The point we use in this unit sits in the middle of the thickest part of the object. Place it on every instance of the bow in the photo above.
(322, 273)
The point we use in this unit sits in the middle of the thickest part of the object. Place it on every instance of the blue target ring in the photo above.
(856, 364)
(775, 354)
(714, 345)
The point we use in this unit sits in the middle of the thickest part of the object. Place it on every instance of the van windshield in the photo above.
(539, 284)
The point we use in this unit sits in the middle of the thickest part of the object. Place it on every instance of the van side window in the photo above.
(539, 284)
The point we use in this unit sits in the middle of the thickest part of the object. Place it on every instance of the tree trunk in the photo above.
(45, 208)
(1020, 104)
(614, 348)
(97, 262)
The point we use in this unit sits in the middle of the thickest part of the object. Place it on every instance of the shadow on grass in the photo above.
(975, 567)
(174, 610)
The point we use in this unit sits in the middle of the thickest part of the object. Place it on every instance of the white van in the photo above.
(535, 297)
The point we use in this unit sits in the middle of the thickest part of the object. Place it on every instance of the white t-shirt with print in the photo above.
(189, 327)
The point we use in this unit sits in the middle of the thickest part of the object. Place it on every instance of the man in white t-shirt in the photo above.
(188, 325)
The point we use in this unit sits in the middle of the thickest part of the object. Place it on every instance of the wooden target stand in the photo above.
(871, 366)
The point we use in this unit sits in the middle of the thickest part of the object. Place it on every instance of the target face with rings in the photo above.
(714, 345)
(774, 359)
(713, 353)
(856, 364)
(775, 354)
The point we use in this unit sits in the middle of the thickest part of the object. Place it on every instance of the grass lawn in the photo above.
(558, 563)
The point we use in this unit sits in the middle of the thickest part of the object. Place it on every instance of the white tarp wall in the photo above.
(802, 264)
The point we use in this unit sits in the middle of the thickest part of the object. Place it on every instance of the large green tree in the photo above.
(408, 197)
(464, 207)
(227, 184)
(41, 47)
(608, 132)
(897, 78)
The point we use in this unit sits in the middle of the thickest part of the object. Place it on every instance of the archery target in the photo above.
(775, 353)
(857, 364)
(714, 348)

__What you need to do__. Set the listing above down again exactly.

__Task response__.
The point we use in this unit sits in the middle of the thickest part of the object. Place it on every instance of the bow in the photo above.
(322, 273)
The point we use in this unit sits in the middle of the thickest part of the object. Place it on every instance of the blue target ring in the photo above.
(856, 364)
(775, 354)
(714, 345)
The point we use in this unit sits in the middle of the thickest part of the object. Place it on every instance of the van windshield in the photo above.
(539, 284)
The point we use in this unit sits in the middle of the thickest part of the object. Place it on every instance of the van side window in the photo above.
(539, 284)
The point we use in this unit sits in the middle of the thickest part of the object. Place it on every instance of the tree trunk in the photo above.
(45, 208)
(1020, 104)
(614, 348)
(97, 262)
The point we use in this unit sits in the middle of the thickest part of the object. Place it on every instance of the shadow on grass in the photo above.
(975, 567)
(174, 610)
The point we use in this unit sits in the middle of the thickest part of the object. Place it on every instance of the white van in the photo above.
(535, 297)
The point we use in this unit sits in the middle of the thickest part of the object. Place it on every instance of the white t-shirt with print in the photo above.
(189, 327)
The point we use in this unit sits in the middle of the thickest part of the object. Place it on every instance of the man in white t-shirt in the photo above.
(188, 325)
The point we use in this unit sits in the middle of the thickest part of the object. Place it on every instance of the wooden target stand in the photo above.
(871, 366)
The point we use in this unit sits in the middle of the thickest part of the object. Place it on every instance of the target face with rings in the photo above.
(714, 345)
(774, 359)
(713, 353)
(856, 364)
(775, 354)
The point we use in this unit sits in the middle of the thickest part of the object. Place it on every instance of the grass lawn in the photo above.
(558, 563)
The point we use in this unit sits in the middle of the thickest part of the object. Place it on every instance of the white tarp wall in the photo above.
(802, 264)
The point we use in this unit sits in the middle of the thickest part of the object. Place it on every instance of the large green tree in the photo above.
(408, 197)
(464, 207)
(227, 184)
(41, 47)
(608, 132)
(897, 78)
The point we use in this unit sits in the middle of the thickest part of the object. Place it on every instance of the archery target in the photo above.
(775, 353)
(857, 364)
(714, 348)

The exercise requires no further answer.